» **Page**:
# # # # # # #
Le clavier comme outil de travail aux touchers colorés, la musicalité comme texture expansive d’un monde intérieur, Alexandre Kantorow joue dans un temps présent, nourri de gens, de caractères et d’arts multiples. Au piano aussi, tout se transforme, rien ne se perd. L’instrumentiste nous raconte sa raison d’interpréter, dans une errance rêveuse parmi ses inspirations.
L’aventure débute sur un matériau imprimé. « La première fois que j’ouvre une partition, j’aime l’avoir assez rapidement prête à jouer. Puis, je m’en sépare pour en ressentir le rapport direct au corps. Enfin, je déconstruis tout : c’est là que le véritable chemin commence. » C’est-à-dire le processus de maturation temporelle, parfois à l’échelle de plusieurs années. « Le cerveau fixe des choses, se libère de certaines. En revenant sur des œuvres, on change aussi esthétiquement, grâce à tout ce qu’on a travaillé, aimé, écouté. Cette fraîcheur est l’un des grands moteurs de notre inspiration. À reprendre la même œuvre tous les soirs, on passerait par une phase de désintégration, on ne la regarderait plus. »
# # # # # # #
» **Extrait du jeu**:
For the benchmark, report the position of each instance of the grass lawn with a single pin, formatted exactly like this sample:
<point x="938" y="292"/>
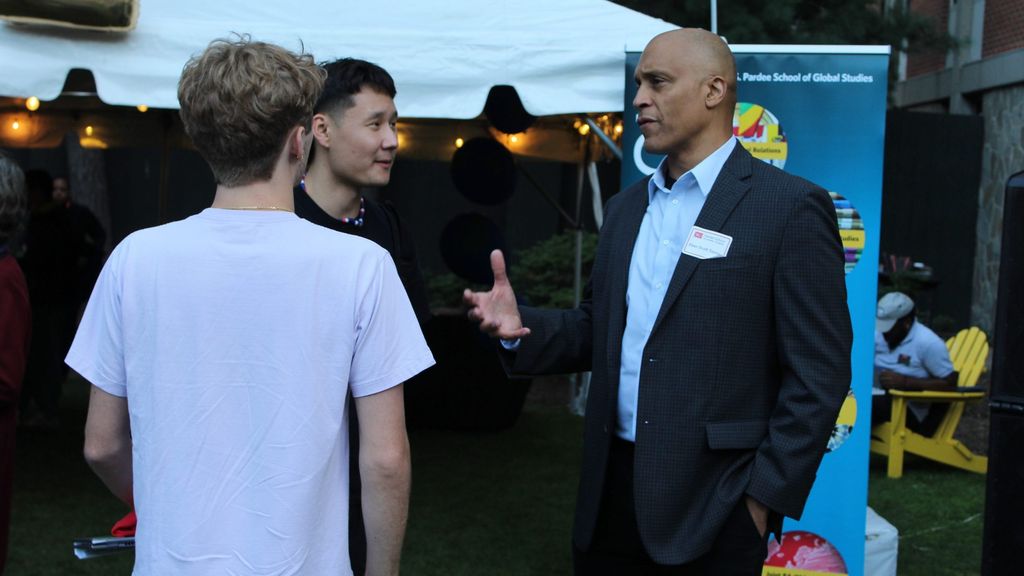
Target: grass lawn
<point x="482" y="504"/>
# # # # # # #
» **Objectifs**:
- 1) Recopiez le passage de la page allant de « Le clavier comme » à « parmi ses inspirations. ».
- 2) Traduisez en anglais cette phrase de la page : « Cette fraîcheur est l’un des grands moteurs de notre inspiration. »

» **Réponses par tâche**:
- 1)
Le clavier comme outil de travail aux touchers colorés, la musicalité comme texture expansive d’un monde intérieur, Alexandre Kantorow joue dans un temps présent, nourri de gens, de caractères et d’arts multiples. Au piano aussi, tout se transforme, rien ne se perd. L’instrumentiste nous raconte sa raison d’interpréter, dans une errance rêveuse parmi ses inspirations.

- 2) This freshness is one of the great driving forces of our inspiration.